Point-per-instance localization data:
################

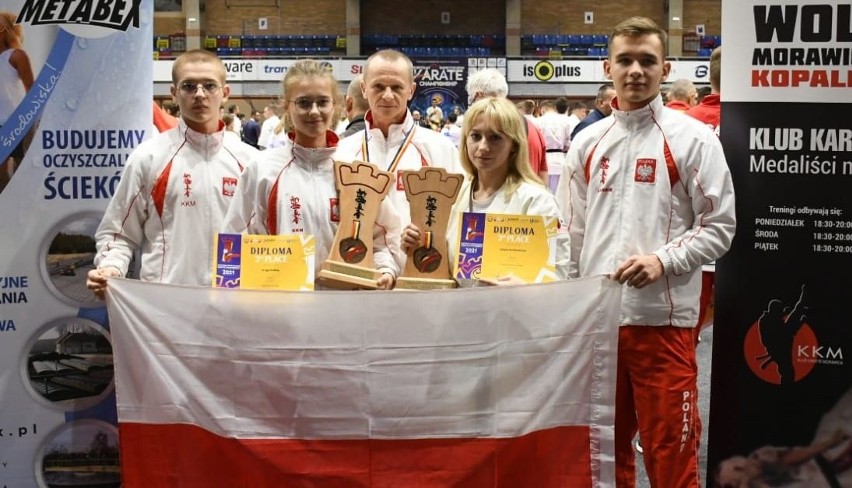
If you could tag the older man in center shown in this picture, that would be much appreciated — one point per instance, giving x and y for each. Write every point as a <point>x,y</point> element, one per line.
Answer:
<point>391,139</point>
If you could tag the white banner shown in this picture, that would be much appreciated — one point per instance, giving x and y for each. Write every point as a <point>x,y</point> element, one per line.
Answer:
<point>264,379</point>
<point>517,71</point>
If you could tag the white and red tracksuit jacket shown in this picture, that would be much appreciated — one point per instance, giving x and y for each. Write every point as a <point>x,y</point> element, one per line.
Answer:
<point>291,190</point>
<point>170,203</point>
<point>407,147</point>
<point>652,180</point>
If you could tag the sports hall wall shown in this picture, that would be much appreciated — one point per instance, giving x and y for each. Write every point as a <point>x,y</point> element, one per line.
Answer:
<point>424,17</point>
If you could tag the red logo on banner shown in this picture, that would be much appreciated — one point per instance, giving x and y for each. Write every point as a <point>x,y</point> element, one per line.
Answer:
<point>780,347</point>
<point>646,171</point>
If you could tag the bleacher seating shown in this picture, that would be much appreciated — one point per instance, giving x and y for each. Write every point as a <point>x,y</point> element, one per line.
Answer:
<point>452,46</point>
<point>230,46</point>
<point>556,45</point>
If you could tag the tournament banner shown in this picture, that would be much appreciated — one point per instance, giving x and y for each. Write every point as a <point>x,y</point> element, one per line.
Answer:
<point>499,386</point>
<point>64,139</point>
<point>781,404</point>
<point>442,80</point>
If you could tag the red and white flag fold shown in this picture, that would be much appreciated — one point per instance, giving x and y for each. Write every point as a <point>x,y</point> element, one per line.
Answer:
<point>480,387</point>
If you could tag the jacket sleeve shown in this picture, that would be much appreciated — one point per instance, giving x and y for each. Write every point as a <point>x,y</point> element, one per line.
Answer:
<point>387,253</point>
<point>122,229</point>
<point>707,193</point>
<point>571,198</point>
<point>243,211</point>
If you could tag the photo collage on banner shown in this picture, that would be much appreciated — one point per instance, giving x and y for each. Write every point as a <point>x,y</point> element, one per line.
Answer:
<point>69,119</point>
<point>781,406</point>
<point>440,89</point>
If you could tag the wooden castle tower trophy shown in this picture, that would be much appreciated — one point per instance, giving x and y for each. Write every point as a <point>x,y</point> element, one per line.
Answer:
<point>361,187</point>
<point>431,193</point>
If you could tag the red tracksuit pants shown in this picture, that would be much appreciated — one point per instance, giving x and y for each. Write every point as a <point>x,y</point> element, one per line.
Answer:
<point>656,395</point>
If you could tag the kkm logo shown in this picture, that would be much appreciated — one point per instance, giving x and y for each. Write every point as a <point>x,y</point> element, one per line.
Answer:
<point>782,348</point>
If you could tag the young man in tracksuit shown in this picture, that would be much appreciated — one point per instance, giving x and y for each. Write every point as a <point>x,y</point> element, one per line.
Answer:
<point>648,199</point>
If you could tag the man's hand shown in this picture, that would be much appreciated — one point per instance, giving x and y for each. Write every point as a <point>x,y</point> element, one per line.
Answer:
<point>96,280</point>
<point>385,282</point>
<point>639,271</point>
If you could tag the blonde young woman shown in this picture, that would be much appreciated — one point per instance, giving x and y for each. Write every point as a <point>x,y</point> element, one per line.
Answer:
<point>290,189</point>
<point>16,79</point>
<point>493,153</point>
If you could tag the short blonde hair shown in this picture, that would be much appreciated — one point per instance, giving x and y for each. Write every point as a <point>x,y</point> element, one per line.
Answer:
<point>198,56</point>
<point>637,27</point>
<point>307,68</point>
<point>502,117</point>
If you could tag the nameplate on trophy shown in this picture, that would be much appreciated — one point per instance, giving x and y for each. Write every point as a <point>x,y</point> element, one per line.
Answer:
<point>431,193</point>
<point>361,188</point>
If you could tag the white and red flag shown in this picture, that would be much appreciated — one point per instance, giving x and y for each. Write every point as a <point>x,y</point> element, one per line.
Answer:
<point>478,387</point>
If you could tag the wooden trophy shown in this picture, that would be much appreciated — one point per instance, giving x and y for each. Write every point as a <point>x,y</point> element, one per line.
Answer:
<point>431,193</point>
<point>361,187</point>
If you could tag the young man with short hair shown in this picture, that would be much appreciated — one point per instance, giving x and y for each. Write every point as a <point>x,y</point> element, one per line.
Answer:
<point>175,188</point>
<point>648,199</point>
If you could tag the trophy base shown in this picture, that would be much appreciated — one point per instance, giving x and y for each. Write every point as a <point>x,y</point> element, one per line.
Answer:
<point>412,283</point>
<point>342,276</point>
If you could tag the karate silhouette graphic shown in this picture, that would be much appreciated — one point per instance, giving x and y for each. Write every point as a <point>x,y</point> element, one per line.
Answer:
<point>778,326</point>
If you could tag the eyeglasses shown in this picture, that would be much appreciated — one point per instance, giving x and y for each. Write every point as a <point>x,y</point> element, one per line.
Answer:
<point>191,87</point>
<point>305,105</point>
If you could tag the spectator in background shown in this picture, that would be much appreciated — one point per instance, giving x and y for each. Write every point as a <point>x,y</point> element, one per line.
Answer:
<point>603,108</point>
<point>267,129</point>
<point>392,141</point>
<point>230,133</point>
<point>527,108</point>
<point>649,200</point>
<point>355,106</point>
<point>557,137</point>
<point>490,82</point>
<point>459,115</point>
<point>703,91</point>
<point>251,131</point>
<point>709,110</point>
<point>682,95</point>
<point>434,114</point>
<point>419,120</point>
<point>172,108</point>
<point>579,111</point>
<point>234,110</point>
<point>175,188</point>
<point>451,129</point>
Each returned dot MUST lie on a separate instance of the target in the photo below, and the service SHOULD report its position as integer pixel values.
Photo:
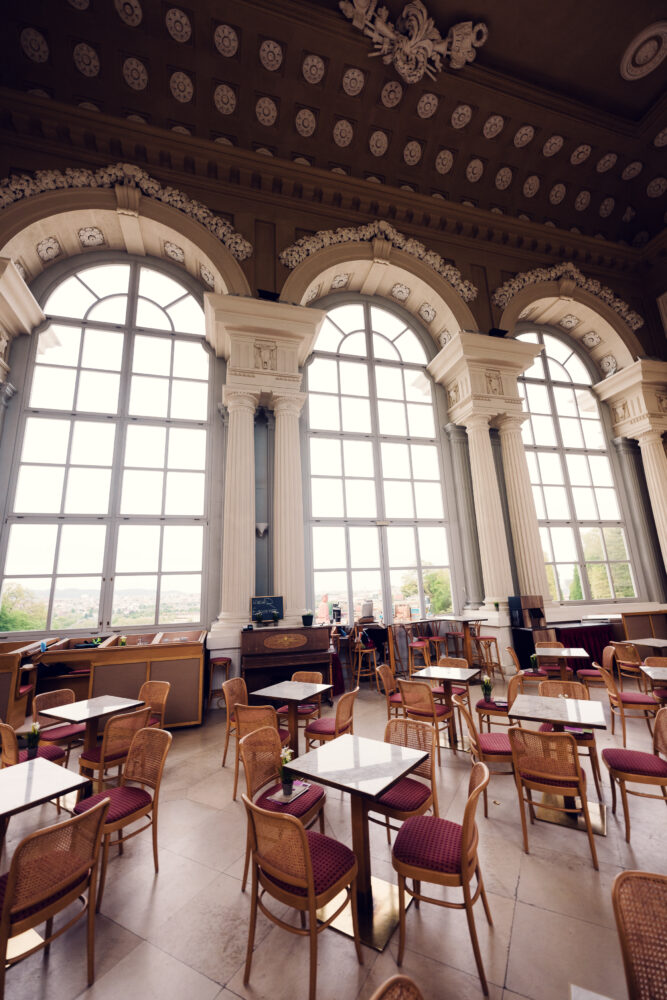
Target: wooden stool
(224, 662)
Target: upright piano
(270, 655)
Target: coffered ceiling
(542, 126)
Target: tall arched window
(107, 507)
(583, 537)
(375, 497)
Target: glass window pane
(81, 548)
(45, 440)
(52, 388)
(98, 392)
(87, 491)
(39, 489)
(24, 604)
(182, 548)
(364, 548)
(76, 602)
(31, 549)
(185, 493)
(187, 448)
(329, 548)
(180, 598)
(360, 498)
(141, 492)
(327, 497)
(134, 600)
(325, 459)
(138, 548)
(144, 446)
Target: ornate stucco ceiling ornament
(505, 293)
(413, 45)
(305, 247)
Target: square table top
(560, 711)
(92, 708)
(436, 673)
(576, 652)
(358, 765)
(33, 782)
(297, 691)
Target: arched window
(107, 506)
(583, 537)
(375, 497)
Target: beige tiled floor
(182, 934)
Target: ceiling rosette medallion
(413, 45)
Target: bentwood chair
(118, 735)
(260, 753)
(640, 909)
(301, 869)
(129, 803)
(155, 694)
(66, 735)
(431, 849)
(628, 704)
(639, 768)
(585, 738)
(331, 727)
(249, 718)
(409, 797)
(549, 763)
(51, 870)
(487, 748)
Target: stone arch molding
(378, 260)
(57, 214)
(590, 313)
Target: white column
(655, 470)
(289, 578)
(523, 515)
(488, 510)
(238, 545)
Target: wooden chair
(639, 768)
(309, 710)
(585, 738)
(67, 735)
(322, 730)
(51, 870)
(129, 803)
(248, 719)
(487, 748)
(431, 849)
(640, 909)
(260, 753)
(155, 694)
(301, 869)
(628, 704)
(549, 763)
(118, 735)
(409, 797)
(391, 692)
(419, 704)
(235, 693)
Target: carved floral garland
(19, 186)
(504, 295)
(308, 245)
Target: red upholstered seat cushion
(635, 762)
(48, 753)
(495, 743)
(331, 860)
(124, 801)
(296, 808)
(429, 842)
(406, 795)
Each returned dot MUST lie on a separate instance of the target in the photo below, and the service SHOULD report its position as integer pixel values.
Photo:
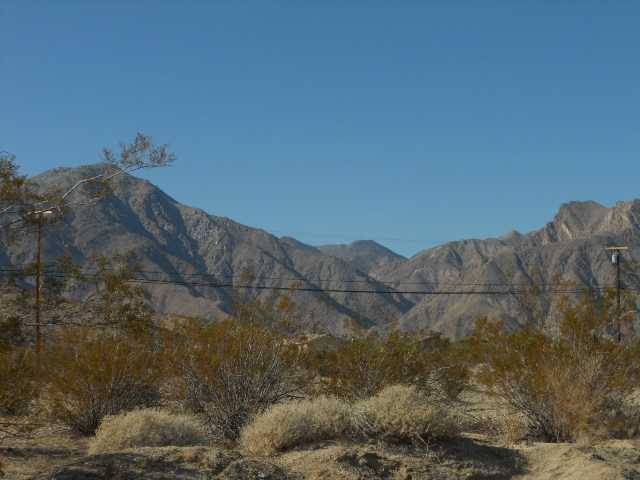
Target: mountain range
(198, 252)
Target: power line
(511, 290)
(12, 268)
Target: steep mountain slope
(446, 288)
(365, 255)
(179, 243)
(568, 249)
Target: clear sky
(407, 122)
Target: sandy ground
(60, 456)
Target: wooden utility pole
(38, 286)
(39, 217)
(616, 259)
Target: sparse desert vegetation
(238, 397)
(117, 390)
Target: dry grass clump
(146, 428)
(296, 423)
(406, 414)
(399, 413)
(574, 385)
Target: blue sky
(409, 122)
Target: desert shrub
(295, 423)
(90, 376)
(569, 386)
(230, 371)
(18, 385)
(364, 366)
(146, 428)
(407, 414)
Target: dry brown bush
(229, 371)
(405, 413)
(18, 385)
(364, 366)
(90, 376)
(573, 385)
(146, 428)
(398, 413)
(297, 423)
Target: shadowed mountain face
(197, 251)
(365, 255)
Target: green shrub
(231, 371)
(569, 386)
(18, 383)
(364, 366)
(146, 428)
(90, 376)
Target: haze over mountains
(194, 249)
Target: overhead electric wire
(503, 290)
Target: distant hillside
(366, 255)
(177, 242)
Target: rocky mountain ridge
(183, 244)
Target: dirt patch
(614, 460)
(467, 458)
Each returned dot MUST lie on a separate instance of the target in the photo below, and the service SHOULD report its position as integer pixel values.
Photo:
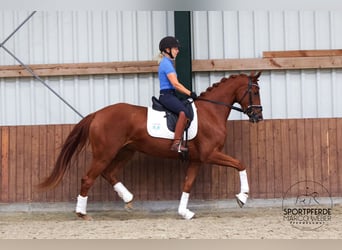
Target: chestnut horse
(116, 132)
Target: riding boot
(179, 130)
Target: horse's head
(248, 97)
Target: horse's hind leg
(97, 166)
(111, 172)
(189, 181)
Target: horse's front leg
(222, 159)
(189, 181)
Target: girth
(171, 118)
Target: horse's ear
(256, 76)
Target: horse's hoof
(241, 199)
(129, 206)
(84, 216)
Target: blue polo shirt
(165, 67)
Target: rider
(169, 48)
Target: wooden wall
(277, 153)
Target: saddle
(171, 118)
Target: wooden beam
(68, 69)
(139, 67)
(302, 53)
(286, 63)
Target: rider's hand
(193, 95)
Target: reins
(248, 91)
(221, 103)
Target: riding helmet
(168, 42)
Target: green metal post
(184, 58)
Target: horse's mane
(217, 84)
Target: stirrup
(179, 147)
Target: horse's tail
(74, 143)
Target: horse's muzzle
(254, 113)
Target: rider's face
(174, 52)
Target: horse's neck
(221, 111)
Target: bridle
(250, 110)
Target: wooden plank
(339, 154)
(35, 162)
(74, 69)
(270, 166)
(254, 173)
(308, 147)
(284, 158)
(286, 63)
(293, 150)
(325, 144)
(333, 155)
(301, 150)
(20, 164)
(4, 164)
(261, 160)
(302, 53)
(143, 67)
(276, 162)
(12, 164)
(27, 158)
(317, 153)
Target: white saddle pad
(157, 127)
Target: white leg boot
(243, 195)
(81, 206)
(182, 209)
(123, 192)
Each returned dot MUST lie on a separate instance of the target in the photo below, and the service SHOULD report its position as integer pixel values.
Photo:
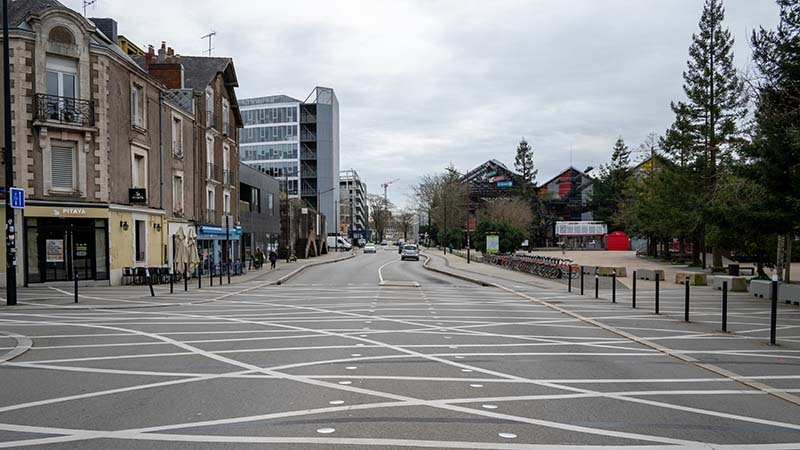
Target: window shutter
(62, 167)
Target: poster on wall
(492, 244)
(54, 250)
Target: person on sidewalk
(273, 258)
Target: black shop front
(60, 240)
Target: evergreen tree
(774, 154)
(706, 128)
(523, 163)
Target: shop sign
(492, 244)
(66, 212)
(54, 250)
(137, 195)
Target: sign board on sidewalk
(492, 244)
(17, 198)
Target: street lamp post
(11, 260)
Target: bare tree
(405, 222)
(515, 212)
(380, 213)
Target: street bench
(605, 271)
(735, 284)
(695, 278)
(649, 274)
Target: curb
(667, 351)
(279, 281)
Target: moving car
(409, 252)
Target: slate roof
(19, 10)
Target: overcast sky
(425, 83)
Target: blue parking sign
(17, 198)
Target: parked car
(409, 252)
(338, 242)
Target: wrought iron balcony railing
(67, 110)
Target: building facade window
(139, 169)
(209, 107)
(60, 77)
(140, 240)
(138, 103)
(63, 167)
(177, 194)
(177, 136)
(225, 117)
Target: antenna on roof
(210, 36)
(87, 3)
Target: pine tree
(523, 163)
(706, 129)
(621, 156)
(775, 151)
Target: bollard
(75, 276)
(614, 286)
(725, 306)
(657, 294)
(569, 278)
(150, 283)
(773, 316)
(596, 285)
(686, 301)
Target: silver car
(409, 252)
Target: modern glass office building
(296, 142)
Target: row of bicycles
(543, 266)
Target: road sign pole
(11, 261)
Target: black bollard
(150, 283)
(773, 316)
(686, 300)
(614, 286)
(725, 306)
(657, 278)
(569, 278)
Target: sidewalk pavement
(138, 296)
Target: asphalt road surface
(373, 353)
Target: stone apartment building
(113, 158)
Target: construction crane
(386, 187)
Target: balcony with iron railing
(211, 172)
(66, 110)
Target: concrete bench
(789, 294)
(695, 278)
(761, 288)
(650, 274)
(735, 284)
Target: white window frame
(177, 194)
(138, 151)
(138, 118)
(177, 136)
(74, 148)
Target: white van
(342, 243)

################

ASSIGNED TASK: Within the data, tally each line containing the string "logo". Answer with the number by itself.

SOLUTION FOR THIS TASK: 2